Directions:
Where the line with "of the brick" appears below, start writing out lines exactly, and finish with the line with "of the recessed", which is included; write out nothing else.

The data:
·····

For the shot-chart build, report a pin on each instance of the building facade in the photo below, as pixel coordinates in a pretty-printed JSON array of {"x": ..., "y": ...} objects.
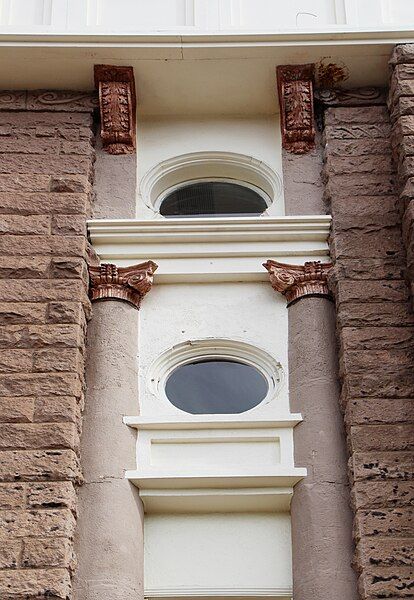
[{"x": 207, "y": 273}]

·····

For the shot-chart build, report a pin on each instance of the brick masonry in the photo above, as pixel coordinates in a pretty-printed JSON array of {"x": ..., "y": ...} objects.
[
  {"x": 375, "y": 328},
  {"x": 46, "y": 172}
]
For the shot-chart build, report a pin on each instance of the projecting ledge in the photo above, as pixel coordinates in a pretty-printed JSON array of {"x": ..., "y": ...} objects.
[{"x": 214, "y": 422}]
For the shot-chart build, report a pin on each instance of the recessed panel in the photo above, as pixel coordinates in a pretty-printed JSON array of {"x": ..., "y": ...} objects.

·····

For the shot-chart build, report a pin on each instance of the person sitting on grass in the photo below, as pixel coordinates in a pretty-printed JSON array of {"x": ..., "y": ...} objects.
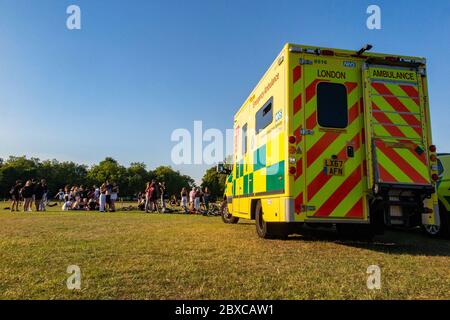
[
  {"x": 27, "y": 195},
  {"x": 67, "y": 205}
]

·····

Answer space:
For the shot-chart build, report a pin on each instance of the brick masonry in the photo above, as pixel coordinates in a pretty-printed JSON array of {"x": ..., "y": ...} objects.
[
  {"x": 375, "y": 328},
  {"x": 46, "y": 172}
]
For the shot-chart build, report a pin on each instance of the projecting ledge in the photo above, as pixel coordinates in a pretty-printed JSON array of {"x": ..., "y": ...} objects.
[{"x": 214, "y": 422}]
For the shot-chart build, report a pin on each instance of the recessed panel in the photo above, as pixel coordinates in a pretty-printed JSON array of {"x": ..., "y": ...} objects.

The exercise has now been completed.